COMPITO RICHIESTO:
Riscrivi l'intero elenco sostituendo "Mark each instance with a point" con "Place a point on each instance" e lasciando invariato tutto il resto. Non riportare le immagini nella risposta.

I DATI:
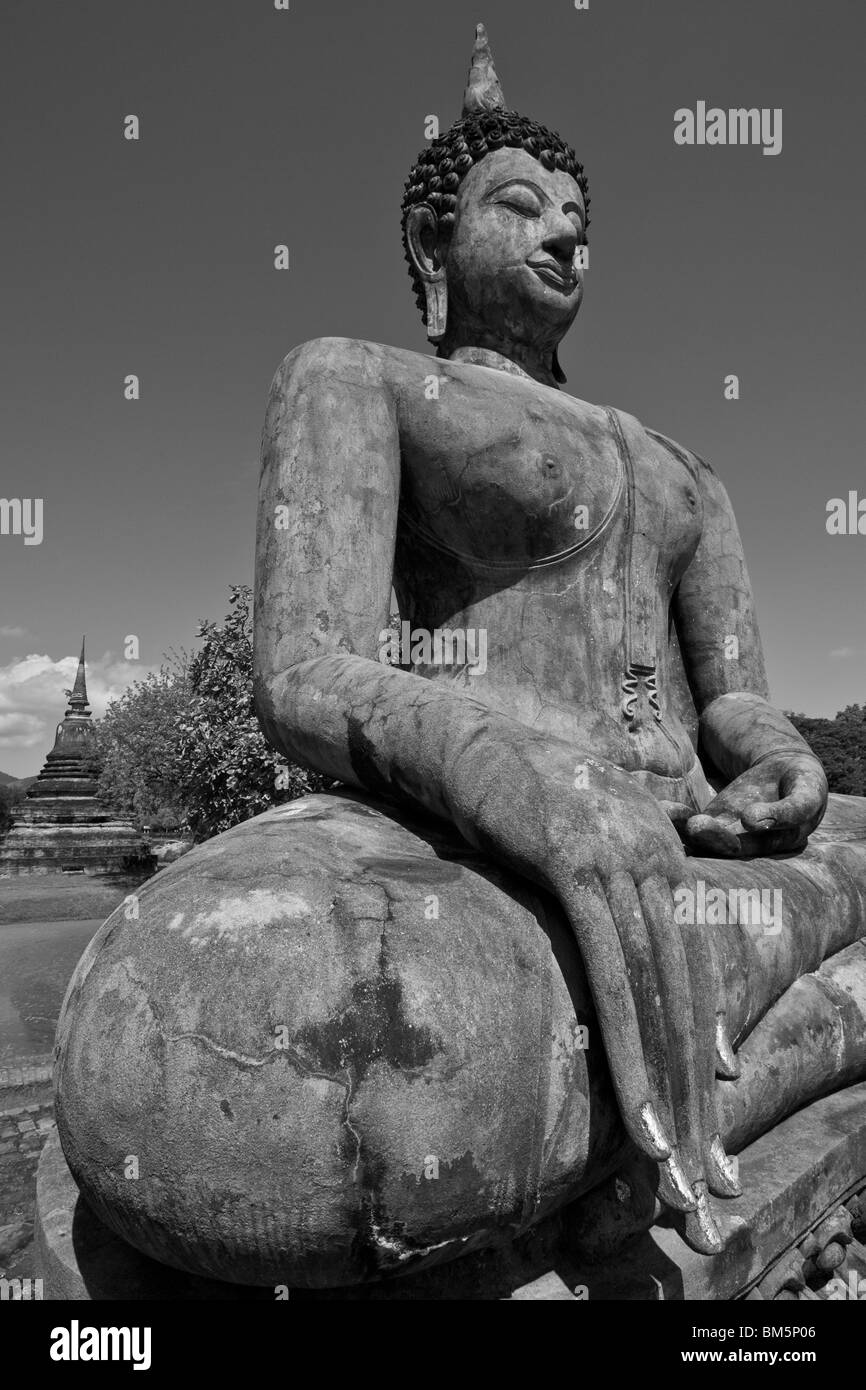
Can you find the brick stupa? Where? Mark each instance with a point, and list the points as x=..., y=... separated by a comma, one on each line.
x=60, y=826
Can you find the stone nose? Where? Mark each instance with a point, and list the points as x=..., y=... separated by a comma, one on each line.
x=562, y=238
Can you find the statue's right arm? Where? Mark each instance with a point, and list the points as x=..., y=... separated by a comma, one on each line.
x=325, y=540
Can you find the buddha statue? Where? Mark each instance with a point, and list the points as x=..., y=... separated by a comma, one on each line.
x=387, y=1025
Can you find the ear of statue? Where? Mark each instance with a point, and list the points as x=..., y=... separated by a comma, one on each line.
x=423, y=245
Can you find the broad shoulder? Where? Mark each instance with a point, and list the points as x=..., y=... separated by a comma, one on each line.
x=350, y=360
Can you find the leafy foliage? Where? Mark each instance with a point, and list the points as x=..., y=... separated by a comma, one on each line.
x=841, y=745
x=185, y=745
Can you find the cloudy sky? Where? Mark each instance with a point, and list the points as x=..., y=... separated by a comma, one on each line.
x=262, y=127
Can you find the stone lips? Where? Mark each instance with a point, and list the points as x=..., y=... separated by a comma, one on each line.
x=288, y=1045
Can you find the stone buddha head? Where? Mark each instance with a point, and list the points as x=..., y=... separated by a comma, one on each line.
x=494, y=214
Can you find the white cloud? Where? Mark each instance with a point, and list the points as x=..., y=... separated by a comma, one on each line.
x=32, y=699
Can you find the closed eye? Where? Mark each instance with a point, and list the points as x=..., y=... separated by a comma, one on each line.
x=524, y=206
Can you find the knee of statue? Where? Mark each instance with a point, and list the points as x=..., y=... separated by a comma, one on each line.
x=330, y=1041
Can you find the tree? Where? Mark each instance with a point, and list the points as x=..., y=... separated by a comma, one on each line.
x=139, y=744
x=185, y=742
x=841, y=745
x=231, y=772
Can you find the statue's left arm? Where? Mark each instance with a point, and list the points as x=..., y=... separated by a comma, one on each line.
x=776, y=790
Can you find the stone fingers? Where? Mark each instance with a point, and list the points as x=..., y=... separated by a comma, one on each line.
x=647, y=991
x=688, y=1058
x=708, y=1005
x=606, y=972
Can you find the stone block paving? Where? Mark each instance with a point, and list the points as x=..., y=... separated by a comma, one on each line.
x=24, y=1130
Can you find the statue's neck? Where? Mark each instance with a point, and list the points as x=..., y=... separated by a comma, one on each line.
x=516, y=357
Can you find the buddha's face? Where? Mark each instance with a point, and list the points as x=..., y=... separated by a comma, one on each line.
x=510, y=262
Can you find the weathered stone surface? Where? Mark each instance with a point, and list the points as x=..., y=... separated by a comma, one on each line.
x=793, y=1179
x=288, y=1004
x=613, y=749
x=60, y=824
x=319, y=1079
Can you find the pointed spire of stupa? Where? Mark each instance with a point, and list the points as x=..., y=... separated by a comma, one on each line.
x=483, y=89
x=78, y=697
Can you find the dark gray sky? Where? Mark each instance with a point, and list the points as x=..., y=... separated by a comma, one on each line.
x=262, y=127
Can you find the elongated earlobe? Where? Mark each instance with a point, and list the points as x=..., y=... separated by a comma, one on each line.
x=435, y=293
x=421, y=245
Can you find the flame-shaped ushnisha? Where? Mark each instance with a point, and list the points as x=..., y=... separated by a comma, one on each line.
x=483, y=89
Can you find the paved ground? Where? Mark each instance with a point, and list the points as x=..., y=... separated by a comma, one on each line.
x=36, y=959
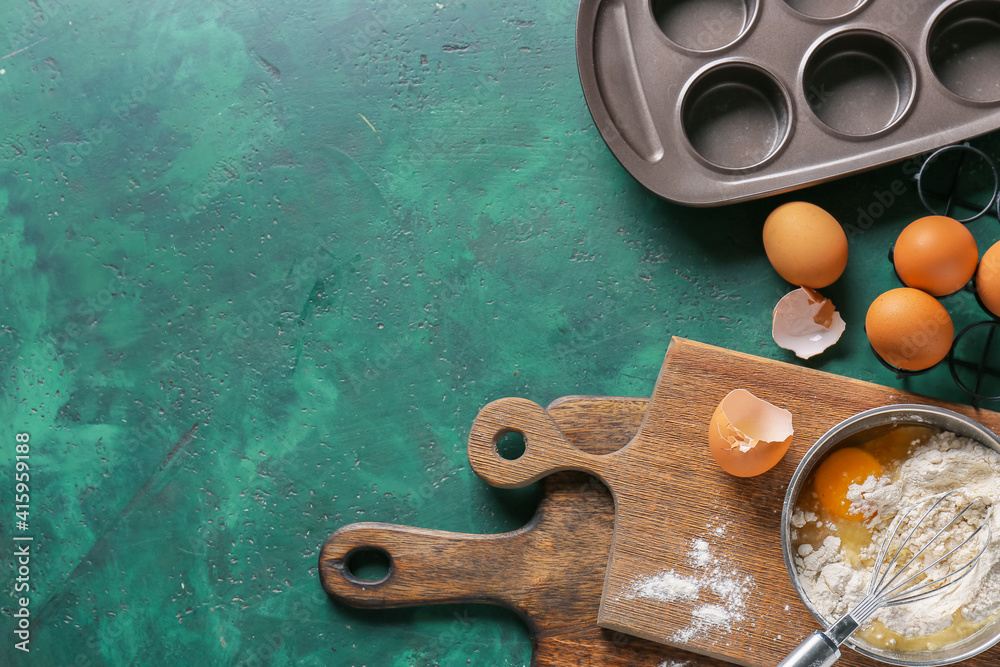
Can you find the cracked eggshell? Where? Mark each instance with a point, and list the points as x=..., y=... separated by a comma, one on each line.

SOLUZIONE DELL'ESERCIZIO:
Can you find the brick stupa? Where? Place a point on each instance, and list the points as x=..., y=... separated by a comma, one on each line.
x=60, y=826
Can you find the stone nose? Where? Place a point on each instance, and list the points as x=..., y=... separated by a comma, one on each line.
x=562, y=238
Can you find the statue's right arm? Where? Place a point on each instance, and list the points as x=..., y=... separated by a comma, one on each line.
x=325, y=540
Can you find the buddha statue? Where? Place a point on each instance, and list the points as x=..., y=... separated by a comma, one on each line.
x=387, y=1025
Can you find the ear of statue? Where? Place a point on each instance, and list the points as x=..., y=... separated by a comma, one on each line.
x=423, y=245
Can you find the broad shoulder? Where? Place a point on each instance, and list the points as x=..., y=... separated by a comma, one on each line.
x=350, y=360
Can you find the leafy foliage? Where? Place a point on each instance, and list the points as x=..., y=... separated by a comma, one on each line.
x=841, y=745
x=185, y=745
Can you find the cloudy sky? Where? Place a point on each instance, and list the points as x=..., y=... separated by a comma, one on each line.
x=262, y=127
Can you find the stone lips? Where? Place a point on each instance, and list the points as x=..., y=... separated by a comma, one on each line.
x=288, y=1045
Can you find the stone buddha head? Where? Place a point on each instance, and list the points as x=..., y=... separated by a comma, one on each line.
x=494, y=214
Can you find the white cloud? Where? Place a point on each instance, and list the points as x=..., y=... separated by a comma, one on each line.
x=32, y=699
Can you find the closed eye? Where? Place a point on each instance, and list the points as x=..., y=... separated by a comma, one on each line.
x=524, y=206
Can you find the knee of statue? Where? Place a point on each instance, and list the points as x=..., y=... separated by a comma, one on each line.
x=330, y=1041
Can you find the tree? Where? Place a point on each instance, and list the points as x=..., y=... separated by a comma, one on each line.
x=139, y=744
x=185, y=742
x=841, y=745
x=231, y=772
Can you find the statue's left arm? Where? Place a point on each instance, and list the points as x=..., y=... separated by a comma, one on each line.
x=776, y=790
Can you find the stone fingers? Where? Place a point on each instance, and list the points as x=..., y=... separated by a comma, one on each line.
x=647, y=991
x=688, y=1058
x=708, y=1005
x=606, y=972
Can you find the stone block paving? Where? Place a point on each instance, and list the points as x=..., y=... separated by a comma, one on each line.
x=24, y=1130
Can you find the statue's neck? Where? Place a point on each instance, and list the points as x=..., y=... separated by a comma, one on each line.
x=516, y=357
Can you find the buddha's face? Where? Place a point on each instance, and list the points as x=..., y=... separated by a comma, one on each line.
x=510, y=262
Can you find the weathered stone surface? Where? Place a point on each instance, and list the points as x=..., y=... separated by a comma, one on each line.
x=793, y=1179
x=288, y=1004
x=613, y=749
x=60, y=824
x=319, y=1079
Can you find the pointed spire of stupa? Where? Place a point on each instance, and list the points as x=..., y=... separated by a comma, one on each line.
x=483, y=89
x=78, y=697
Can you find the dark gray sky? Where? Place a point on each instance, and list the points as x=..., y=... separated by a comma, one on each line.
x=262, y=127
Can you find the elongated earlobe? Where? Place a point on each instance, and list the points as x=..., y=... separated by a comma, one on each line.
x=435, y=293
x=421, y=245
Can you find the flame-shaped ushnisha? Where? Place a point on each instance, and list the points as x=..., y=... separated by a comma, one on each line.
x=483, y=89
Can you find the paved ground? Where? Place a point on each instance, and list the points as x=..., y=... separated by a comma, one on each line.
x=36, y=959
Can you find the cracked eggshell? Where? Place a point on each instance, and list the points as x=..., y=... separated by a comma, one on each line.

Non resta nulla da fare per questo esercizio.